_SOURCE RECORDS_:

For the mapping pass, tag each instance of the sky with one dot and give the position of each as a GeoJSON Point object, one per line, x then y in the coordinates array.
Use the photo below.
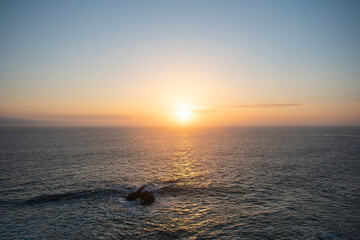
{"type": "Point", "coordinates": [187, 63]}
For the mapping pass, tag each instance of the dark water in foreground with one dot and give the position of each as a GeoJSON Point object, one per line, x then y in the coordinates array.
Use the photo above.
{"type": "Point", "coordinates": [231, 183]}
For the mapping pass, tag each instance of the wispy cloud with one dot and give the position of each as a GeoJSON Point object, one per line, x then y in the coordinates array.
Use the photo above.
{"type": "Point", "coordinates": [25, 101]}
{"type": "Point", "coordinates": [263, 105]}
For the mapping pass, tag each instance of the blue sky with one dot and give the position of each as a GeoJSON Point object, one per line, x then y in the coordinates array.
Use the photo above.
{"type": "Point", "coordinates": [61, 54]}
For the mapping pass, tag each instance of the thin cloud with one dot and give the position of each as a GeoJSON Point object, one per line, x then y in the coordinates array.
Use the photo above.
{"type": "Point", "coordinates": [25, 101]}
{"type": "Point", "coordinates": [263, 105]}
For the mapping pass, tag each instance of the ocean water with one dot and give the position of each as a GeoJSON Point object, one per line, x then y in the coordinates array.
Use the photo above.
{"type": "Point", "coordinates": [209, 183]}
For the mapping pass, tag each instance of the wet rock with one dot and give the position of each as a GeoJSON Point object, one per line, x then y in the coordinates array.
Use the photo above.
{"type": "Point", "coordinates": [146, 197]}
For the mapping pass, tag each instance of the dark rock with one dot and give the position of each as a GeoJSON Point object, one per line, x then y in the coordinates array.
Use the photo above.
{"type": "Point", "coordinates": [145, 197]}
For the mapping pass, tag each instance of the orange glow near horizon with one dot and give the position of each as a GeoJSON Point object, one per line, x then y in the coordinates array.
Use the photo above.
{"type": "Point", "coordinates": [184, 115]}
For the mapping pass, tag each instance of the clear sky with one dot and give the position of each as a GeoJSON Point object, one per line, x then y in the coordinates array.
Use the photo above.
{"type": "Point", "coordinates": [181, 62]}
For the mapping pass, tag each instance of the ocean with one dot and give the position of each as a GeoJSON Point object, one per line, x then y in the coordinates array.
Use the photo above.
{"type": "Point", "coordinates": [209, 183]}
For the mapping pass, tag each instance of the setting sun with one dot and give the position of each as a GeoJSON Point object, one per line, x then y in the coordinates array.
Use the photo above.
{"type": "Point", "coordinates": [184, 114]}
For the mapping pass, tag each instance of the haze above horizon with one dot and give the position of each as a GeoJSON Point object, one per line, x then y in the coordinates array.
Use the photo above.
{"type": "Point", "coordinates": [180, 63]}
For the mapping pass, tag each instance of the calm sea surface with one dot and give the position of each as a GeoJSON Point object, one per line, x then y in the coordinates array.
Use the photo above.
{"type": "Point", "coordinates": [229, 183]}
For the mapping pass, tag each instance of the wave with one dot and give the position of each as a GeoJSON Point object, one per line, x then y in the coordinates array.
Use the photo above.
{"type": "Point", "coordinates": [66, 196]}
{"type": "Point", "coordinates": [328, 236]}
{"type": "Point", "coordinates": [165, 188]}
{"type": "Point", "coordinates": [344, 135]}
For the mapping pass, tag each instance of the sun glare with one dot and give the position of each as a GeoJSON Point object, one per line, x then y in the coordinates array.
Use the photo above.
{"type": "Point", "coordinates": [184, 114]}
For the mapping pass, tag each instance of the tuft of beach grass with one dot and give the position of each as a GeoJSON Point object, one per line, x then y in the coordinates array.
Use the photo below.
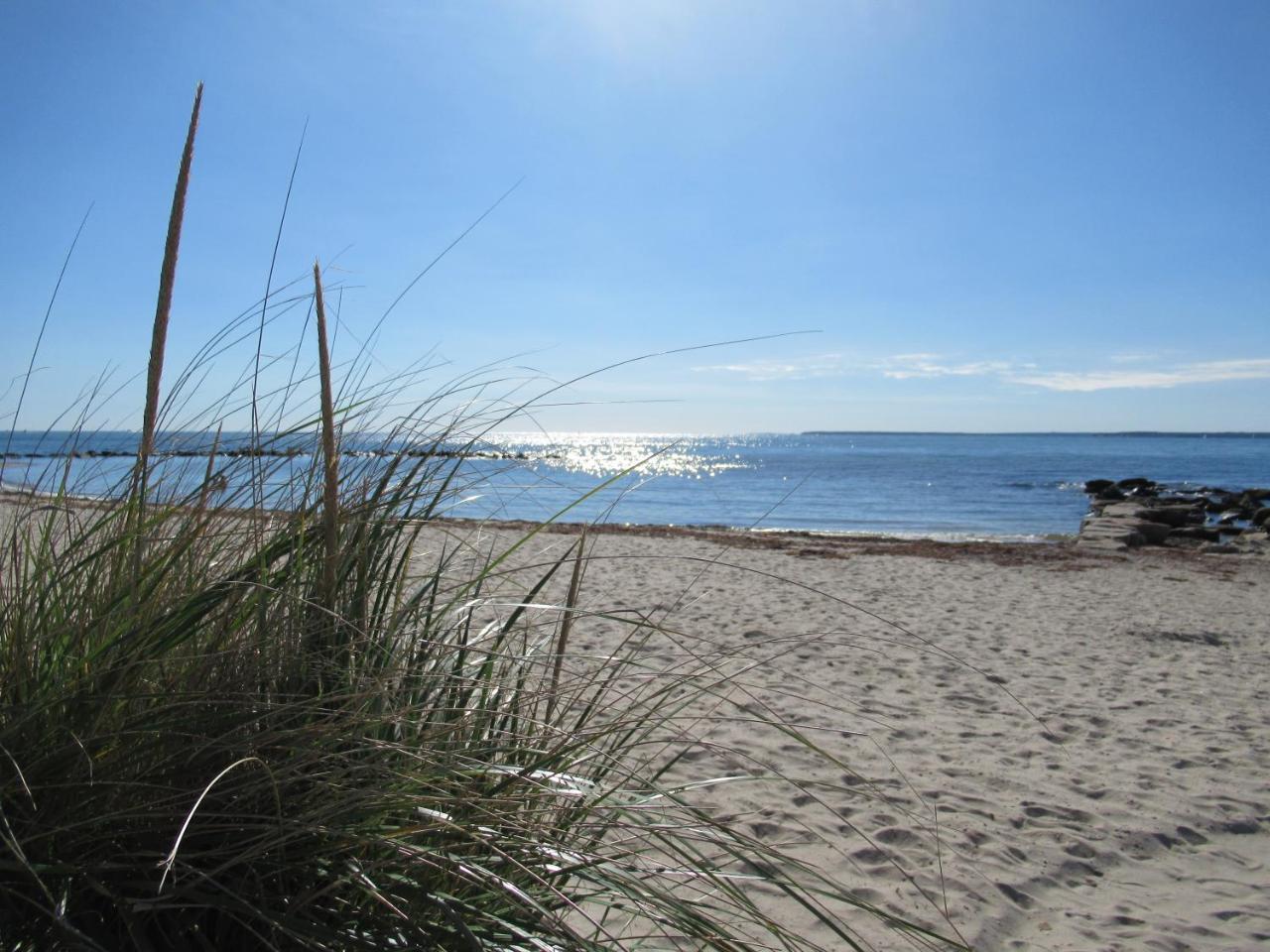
{"type": "Point", "coordinates": [282, 726]}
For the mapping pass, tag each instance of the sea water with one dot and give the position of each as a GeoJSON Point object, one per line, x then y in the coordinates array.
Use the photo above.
{"type": "Point", "coordinates": [902, 484]}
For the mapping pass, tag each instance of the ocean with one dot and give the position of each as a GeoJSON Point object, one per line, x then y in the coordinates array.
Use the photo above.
{"type": "Point", "coordinates": [1008, 486]}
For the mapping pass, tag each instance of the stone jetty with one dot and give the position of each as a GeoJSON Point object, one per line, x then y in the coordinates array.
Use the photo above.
{"type": "Point", "coordinates": [1138, 512]}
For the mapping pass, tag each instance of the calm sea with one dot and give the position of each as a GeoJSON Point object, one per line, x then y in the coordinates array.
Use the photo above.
{"type": "Point", "coordinates": [905, 484]}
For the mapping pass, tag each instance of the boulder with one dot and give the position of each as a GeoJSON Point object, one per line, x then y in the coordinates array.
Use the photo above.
{"type": "Point", "coordinates": [1220, 548]}
{"type": "Point", "coordinates": [1178, 515]}
{"type": "Point", "coordinates": [1110, 535]}
{"type": "Point", "coordinates": [1135, 483]}
{"type": "Point", "coordinates": [1196, 532]}
{"type": "Point", "coordinates": [1153, 532]}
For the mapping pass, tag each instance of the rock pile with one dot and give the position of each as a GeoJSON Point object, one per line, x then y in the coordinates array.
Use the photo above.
{"type": "Point", "coordinates": [1139, 512]}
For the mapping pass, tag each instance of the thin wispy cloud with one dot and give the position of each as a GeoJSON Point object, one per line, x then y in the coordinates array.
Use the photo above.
{"type": "Point", "coordinates": [1127, 371]}
{"type": "Point", "coordinates": [792, 368]}
{"type": "Point", "coordinates": [1202, 372]}
{"type": "Point", "coordinates": [910, 366]}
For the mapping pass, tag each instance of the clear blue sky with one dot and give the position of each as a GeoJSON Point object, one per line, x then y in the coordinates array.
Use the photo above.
{"type": "Point", "coordinates": [998, 216]}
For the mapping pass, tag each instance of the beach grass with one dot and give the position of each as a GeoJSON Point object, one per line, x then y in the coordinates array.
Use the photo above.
{"type": "Point", "coordinates": [243, 710]}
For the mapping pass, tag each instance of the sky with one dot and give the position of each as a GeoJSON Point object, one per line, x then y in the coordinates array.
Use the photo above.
{"type": "Point", "coordinates": [1010, 216]}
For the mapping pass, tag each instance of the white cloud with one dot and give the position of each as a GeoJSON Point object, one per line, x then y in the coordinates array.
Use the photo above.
{"type": "Point", "coordinates": [1202, 372]}
{"type": "Point", "coordinates": [793, 368]}
{"type": "Point", "coordinates": [1127, 371]}
{"type": "Point", "coordinates": [910, 366]}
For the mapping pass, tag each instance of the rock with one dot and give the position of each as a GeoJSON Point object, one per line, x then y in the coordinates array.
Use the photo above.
{"type": "Point", "coordinates": [1219, 500]}
{"type": "Point", "coordinates": [1196, 532]}
{"type": "Point", "coordinates": [1178, 515]}
{"type": "Point", "coordinates": [1252, 543]}
{"type": "Point", "coordinates": [1135, 483]}
{"type": "Point", "coordinates": [1153, 532]}
{"type": "Point", "coordinates": [1220, 548]}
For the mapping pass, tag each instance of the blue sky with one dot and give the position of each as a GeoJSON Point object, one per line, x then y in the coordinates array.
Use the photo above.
{"type": "Point", "coordinates": [996, 216]}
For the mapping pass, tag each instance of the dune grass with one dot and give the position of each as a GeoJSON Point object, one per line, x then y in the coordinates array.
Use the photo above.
{"type": "Point", "coordinates": [231, 725]}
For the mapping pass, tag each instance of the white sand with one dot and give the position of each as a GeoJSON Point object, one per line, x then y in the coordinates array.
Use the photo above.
{"type": "Point", "coordinates": [1070, 751]}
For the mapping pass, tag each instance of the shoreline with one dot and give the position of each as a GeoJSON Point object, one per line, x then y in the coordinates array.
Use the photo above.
{"type": "Point", "coordinates": [1067, 749]}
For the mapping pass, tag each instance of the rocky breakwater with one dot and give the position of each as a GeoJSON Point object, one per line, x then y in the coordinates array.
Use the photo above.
{"type": "Point", "coordinates": [1139, 512]}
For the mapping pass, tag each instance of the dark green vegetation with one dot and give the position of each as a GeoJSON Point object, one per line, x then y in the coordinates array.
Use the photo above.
{"type": "Point", "coordinates": [248, 717]}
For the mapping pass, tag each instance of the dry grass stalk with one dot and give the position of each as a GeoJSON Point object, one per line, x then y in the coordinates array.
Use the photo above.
{"type": "Point", "coordinates": [167, 280]}
{"type": "Point", "coordinates": [567, 622]}
{"type": "Point", "coordinates": [330, 480]}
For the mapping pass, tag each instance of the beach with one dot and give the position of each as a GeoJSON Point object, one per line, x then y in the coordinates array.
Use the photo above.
{"type": "Point", "coordinates": [1058, 749]}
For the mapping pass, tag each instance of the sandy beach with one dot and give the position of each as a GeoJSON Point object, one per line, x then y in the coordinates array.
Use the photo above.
{"type": "Point", "coordinates": [1061, 749]}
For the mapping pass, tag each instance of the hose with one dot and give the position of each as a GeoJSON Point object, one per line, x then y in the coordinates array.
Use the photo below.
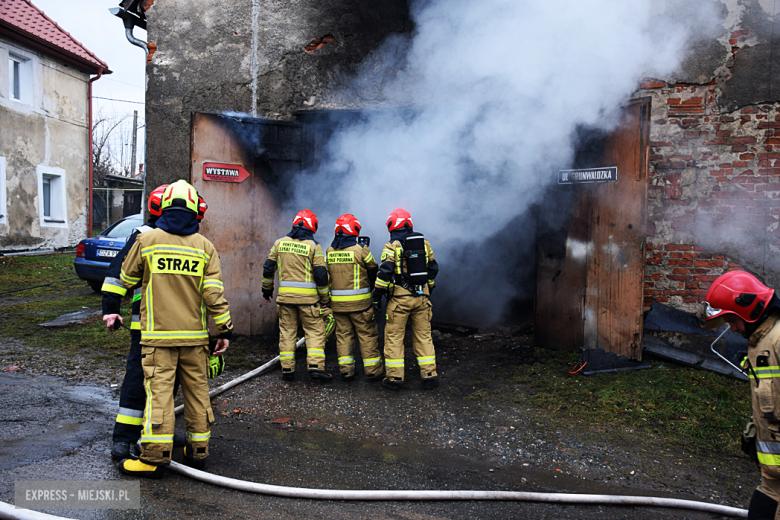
{"type": "Point", "coordinates": [249, 375]}
{"type": "Point", "coordinates": [8, 511]}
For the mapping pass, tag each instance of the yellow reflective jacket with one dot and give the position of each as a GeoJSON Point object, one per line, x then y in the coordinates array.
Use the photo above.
{"type": "Point", "coordinates": [764, 373]}
{"type": "Point", "coordinates": [181, 279]}
{"type": "Point", "coordinates": [392, 265]}
{"type": "Point", "coordinates": [350, 283]}
{"type": "Point", "coordinates": [303, 275]}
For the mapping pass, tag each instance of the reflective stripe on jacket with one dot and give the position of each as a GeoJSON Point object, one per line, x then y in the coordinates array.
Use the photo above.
{"type": "Point", "coordinates": [181, 281]}
{"type": "Point", "coordinates": [350, 283]}
{"type": "Point", "coordinates": [764, 367]}
{"type": "Point", "coordinates": [113, 290]}
{"type": "Point", "coordinates": [303, 275]}
{"type": "Point", "coordinates": [392, 266]}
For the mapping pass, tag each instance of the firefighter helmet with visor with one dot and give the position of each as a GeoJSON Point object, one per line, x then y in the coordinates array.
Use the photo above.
{"type": "Point", "coordinates": [348, 224]}
{"type": "Point", "coordinates": [180, 195]}
{"type": "Point", "coordinates": [155, 201]}
{"type": "Point", "coordinates": [736, 293]}
{"type": "Point", "coordinates": [307, 219]}
{"type": "Point", "coordinates": [398, 219]}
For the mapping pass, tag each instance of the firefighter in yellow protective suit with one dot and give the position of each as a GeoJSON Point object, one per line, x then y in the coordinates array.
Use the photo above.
{"type": "Point", "coordinates": [753, 310]}
{"type": "Point", "coordinates": [406, 277]}
{"type": "Point", "coordinates": [352, 271]}
{"type": "Point", "coordinates": [303, 294]}
{"type": "Point", "coordinates": [181, 279]}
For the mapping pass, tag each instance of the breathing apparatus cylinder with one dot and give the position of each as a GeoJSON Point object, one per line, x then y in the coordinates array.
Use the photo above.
{"type": "Point", "coordinates": [416, 261]}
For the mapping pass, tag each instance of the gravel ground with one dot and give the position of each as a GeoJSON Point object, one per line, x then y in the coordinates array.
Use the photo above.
{"type": "Point", "coordinates": [495, 436]}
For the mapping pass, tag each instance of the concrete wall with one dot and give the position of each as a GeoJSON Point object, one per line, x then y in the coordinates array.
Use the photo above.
{"type": "Point", "coordinates": [46, 133]}
{"type": "Point", "coordinates": [266, 59]}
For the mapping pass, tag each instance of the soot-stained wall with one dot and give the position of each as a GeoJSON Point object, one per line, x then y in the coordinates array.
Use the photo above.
{"type": "Point", "coordinates": [266, 59]}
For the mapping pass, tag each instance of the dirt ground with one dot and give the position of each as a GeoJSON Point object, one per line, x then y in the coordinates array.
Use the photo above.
{"type": "Point", "coordinates": [358, 435]}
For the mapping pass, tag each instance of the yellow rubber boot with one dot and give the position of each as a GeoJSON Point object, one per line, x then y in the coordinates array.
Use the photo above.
{"type": "Point", "coordinates": [138, 468]}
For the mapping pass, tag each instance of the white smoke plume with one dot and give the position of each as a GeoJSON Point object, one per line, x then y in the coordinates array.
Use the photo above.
{"type": "Point", "coordinates": [495, 90]}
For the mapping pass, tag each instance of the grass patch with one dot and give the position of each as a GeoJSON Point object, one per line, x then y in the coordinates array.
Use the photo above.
{"type": "Point", "coordinates": [696, 408]}
{"type": "Point", "coordinates": [21, 321]}
{"type": "Point", "coordinates": [18, 272]}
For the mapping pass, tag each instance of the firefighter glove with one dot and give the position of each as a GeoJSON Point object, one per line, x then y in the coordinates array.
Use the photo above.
{"type": "Point", "coordinates": [216, 366]}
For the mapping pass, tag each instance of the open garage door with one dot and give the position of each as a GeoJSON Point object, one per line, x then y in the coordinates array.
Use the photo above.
{"type": "Point", "coordinates": [242, 167]}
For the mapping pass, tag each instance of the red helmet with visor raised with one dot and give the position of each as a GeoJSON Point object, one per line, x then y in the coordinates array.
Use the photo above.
{"type": "Point", "coordinates": [155, 200]}
{"type": "Point", "coordinates": [348, 224]}
{"type": "Point", "coordinates": [736, 293]}
{"type": "Point", "coordinates": [307, 219]}
{"type": "Point", "coordinates": [398, 219]}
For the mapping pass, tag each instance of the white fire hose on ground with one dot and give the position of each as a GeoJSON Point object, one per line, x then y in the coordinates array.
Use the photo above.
{"type": "Point", "coordinates": [10, 512]}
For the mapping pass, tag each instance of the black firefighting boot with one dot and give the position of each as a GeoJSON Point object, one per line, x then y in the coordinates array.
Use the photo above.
{"type": "Point", "coordinates": [431, 383]}
{"type": "Point", "coordinates": [189, 461]}
{"type": "Point", "coordinates": [390, 384]}
{"type": "Point", "coordinates": [377, 377]}
{"type": "Point", "coordinates": [120, 450]}
{"type": "Point", "coordinates": [138, 468]}
{"type": "Point", "coordinates": [320, 375]}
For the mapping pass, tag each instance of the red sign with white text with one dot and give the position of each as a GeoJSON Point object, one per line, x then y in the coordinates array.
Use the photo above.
{"type": "Point", "coordinates": [219, 172]}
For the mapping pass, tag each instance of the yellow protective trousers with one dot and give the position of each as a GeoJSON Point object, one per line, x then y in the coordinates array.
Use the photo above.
{"type": "Point", "coordinates": [419, 311]}
{"type": "Point", "coordinates": [161, 364]}
{"type": "Point", "coordinates": [363, 324]}
{"type": "Point", "coordinates": [310, 319]}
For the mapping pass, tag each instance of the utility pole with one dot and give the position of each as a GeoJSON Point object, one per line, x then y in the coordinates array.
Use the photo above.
{"type": "Point", "coordinates": [135, 142]}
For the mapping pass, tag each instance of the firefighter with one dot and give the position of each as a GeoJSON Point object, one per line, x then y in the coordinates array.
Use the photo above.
{"type": "Point", "coordinates": [127, 428]}
{"type": "Point", "coordinates": [406, 277]}
{"type": "Point", "coordinates": [181, 281]}
{"type": "Point", "coordinates": [352, 270]}
{"type": "Point", "coordinates": [753, 310]}
{"type": "Point", "coordinates": [303, 295]}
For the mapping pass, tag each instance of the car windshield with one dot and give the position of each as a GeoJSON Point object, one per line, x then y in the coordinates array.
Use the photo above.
{"type": "Point", "coordinates": [122, 229]}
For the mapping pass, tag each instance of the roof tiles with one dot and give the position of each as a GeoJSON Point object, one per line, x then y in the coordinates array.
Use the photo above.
{"type": "Point", "coordinates": [23, 16]}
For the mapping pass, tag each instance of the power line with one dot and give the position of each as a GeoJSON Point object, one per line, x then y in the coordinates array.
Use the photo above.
{"type": "Point", "coordinates": [120, 100]}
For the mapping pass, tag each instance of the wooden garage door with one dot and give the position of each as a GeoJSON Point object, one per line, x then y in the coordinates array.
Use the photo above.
{"type": "Point", "coordinates": [589, 291]}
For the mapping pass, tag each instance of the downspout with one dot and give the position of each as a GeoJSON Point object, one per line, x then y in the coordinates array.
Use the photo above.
{"type": "Point", "coordinates": [130, 21]}
{"type": "Point", "coordinates": [89, 201]}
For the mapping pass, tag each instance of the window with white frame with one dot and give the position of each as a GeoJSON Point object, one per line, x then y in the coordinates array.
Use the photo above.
{"type": "Point", "coordinates": [52, 207]}
{"type": "Point", "coordinates": [3, 208]}
{"type": "Point", "coordinates": [19, 78]}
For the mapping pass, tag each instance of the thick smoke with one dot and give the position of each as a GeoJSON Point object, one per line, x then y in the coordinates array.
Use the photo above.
{"type": "Point", "coordinates": [490, 94]}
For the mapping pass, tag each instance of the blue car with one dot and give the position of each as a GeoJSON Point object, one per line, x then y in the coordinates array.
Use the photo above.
{"type": "Point", "coordinates": [93, 255]}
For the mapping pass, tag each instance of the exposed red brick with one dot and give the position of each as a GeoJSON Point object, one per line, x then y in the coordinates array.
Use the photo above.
{"type": "Point", "coordinates": [741, 140]}
{"type": "Point", "coordinates": [708, 263]}
{"type": "Point", "coordinates": [653, 84]}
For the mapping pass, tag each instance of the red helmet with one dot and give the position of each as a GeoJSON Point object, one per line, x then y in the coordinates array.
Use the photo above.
{"type": "Point", "coordinates": [307, 219]}
{"type": "Point", "coordinates": [348, 224]}
{"type": "Point", "coordinates": [738, 293]}
{"type": "Point", "coordinates": [398, 219]}
{"type": "Point", "coordinates": [155, 200]}
{"type": "Point", "coordinates": [202, 207]}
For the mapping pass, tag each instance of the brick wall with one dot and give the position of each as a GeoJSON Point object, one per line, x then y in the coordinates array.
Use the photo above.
{"type": "Point", "coordinates": [713, 195]}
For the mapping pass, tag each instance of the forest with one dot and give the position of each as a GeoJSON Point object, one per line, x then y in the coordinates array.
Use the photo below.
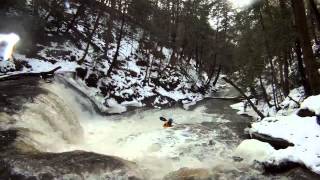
{"type": "Point", "coordinates": [123, 55]}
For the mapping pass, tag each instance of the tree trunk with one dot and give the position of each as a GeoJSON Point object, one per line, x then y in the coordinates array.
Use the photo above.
{"type": "Point", "coordinates": [309, 61]}
{"type": "Point", "coordinates": [286, 85]}
{"type": "Point", "coordinates": [315, 11]}
{"type": "Point", "coordinates": [269, 56]}
{"type": "Point", "coordinates": [80, 10]}
{"type": "Point", "coordinates": [264, 93]}
{"type": "Point", "coordinates": [115, 58]}
{"type": "Point", "coordinates": [245, 96]}
{"type": "Point", "coordinates": [96, 25]}
{"type": "Point", "coordinates": [302, 72]}
{"type": "Point", "coordinates": [218, 75]}
{"type": "Point", "coordinates": [108, 33]}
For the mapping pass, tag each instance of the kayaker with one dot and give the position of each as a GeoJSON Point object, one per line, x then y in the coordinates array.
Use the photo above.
{"type": "Point", "coordinates": [168, 123]}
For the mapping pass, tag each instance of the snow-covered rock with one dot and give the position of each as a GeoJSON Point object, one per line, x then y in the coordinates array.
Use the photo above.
{"type": "Point", "coordinates": [253, 150]}
{"type": "Point", "coordinates": [312, 103]}
{"type": "Point", "coordinates": [303, 132]}
{"type": "Point", "coordinates": [7, 43]}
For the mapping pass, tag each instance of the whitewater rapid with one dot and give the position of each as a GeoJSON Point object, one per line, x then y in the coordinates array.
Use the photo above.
{"type": "Point", "coordinates": [61, 121]}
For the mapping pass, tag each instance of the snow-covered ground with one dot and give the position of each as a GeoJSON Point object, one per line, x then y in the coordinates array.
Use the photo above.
{"type": "Point", "coordinates": [131, 83]}
{"type": "Point", "coordinates": [303, 132]}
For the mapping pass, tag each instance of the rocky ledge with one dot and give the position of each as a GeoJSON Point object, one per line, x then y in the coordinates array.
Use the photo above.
{"type": "Point", "coordinates": [76, 165]}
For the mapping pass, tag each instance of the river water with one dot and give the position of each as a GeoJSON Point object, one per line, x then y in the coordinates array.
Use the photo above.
{"type": "Point", "coordinates": [55, 118]}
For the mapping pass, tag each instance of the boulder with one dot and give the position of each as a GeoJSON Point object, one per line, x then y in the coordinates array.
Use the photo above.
{"type": "Point", "coordinates": [81, 72]}
{"type": "Point", "coordinates": [92, 80]}
{"type": "Point", "coordinates": [189, 174]}
{"type": "Point", "coordinates": [77, 165]}
{"type": "Point", "coordinates": [306, 113]}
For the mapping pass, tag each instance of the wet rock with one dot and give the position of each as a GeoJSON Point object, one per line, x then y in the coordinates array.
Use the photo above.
{"type": "Point", "coordinates": [142, 63]}
{"type": "Point", "coordinates": [279, 168]}
{"type": "Point", "coordinates": [189, 174]}
{"type": "Point", "coordinates": [306, 113]}
{"type": "Point", "coordinates": [277, 143]}
{"type": "Point", "coordinates": [92, 80]}
{"type": "Point", "coordinates": [7, 138]}
{"type": "Point", "coordinates": [81, 72]}
{"type": "Point", "coordinates": [70, 165]}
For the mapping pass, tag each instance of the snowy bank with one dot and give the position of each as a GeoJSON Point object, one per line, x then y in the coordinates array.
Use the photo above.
{"type": "Point", "coordinates": [303, 132]}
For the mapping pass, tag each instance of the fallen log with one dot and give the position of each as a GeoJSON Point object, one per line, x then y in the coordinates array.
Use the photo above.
{"type": "Point", "coordinates": [43, 75]}
{"type": "Point", "coordinates": [245, 96]}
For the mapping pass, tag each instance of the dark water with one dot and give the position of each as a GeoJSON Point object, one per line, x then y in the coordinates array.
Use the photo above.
{"type": "Point", "coordinates": [14, 94]}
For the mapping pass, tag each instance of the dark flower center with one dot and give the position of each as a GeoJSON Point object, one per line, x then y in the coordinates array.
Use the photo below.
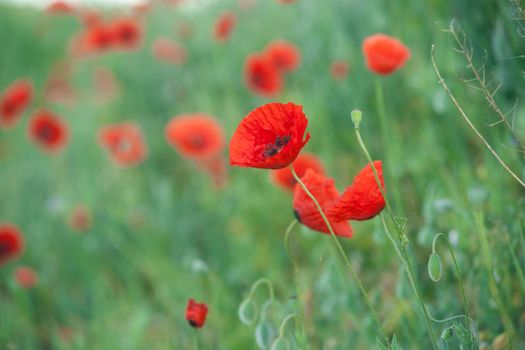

_GIVEN INSTRUCTION_:
Locate each line in the records above that contains the word "boot" and copy those lines.

_ANSWER TO THE EXERCISE_:
For the mapping pass, tag each instance of the yellow rubber boot with one dot and give the position of each as a GeoJSON Point object, one per line, x then y in the coordinates array.
For the mapping pass, tag each instance of the black firefighting boot with one dot and give the position of each as a GeoJSON Point object, one per line, x then y in the coordinates array.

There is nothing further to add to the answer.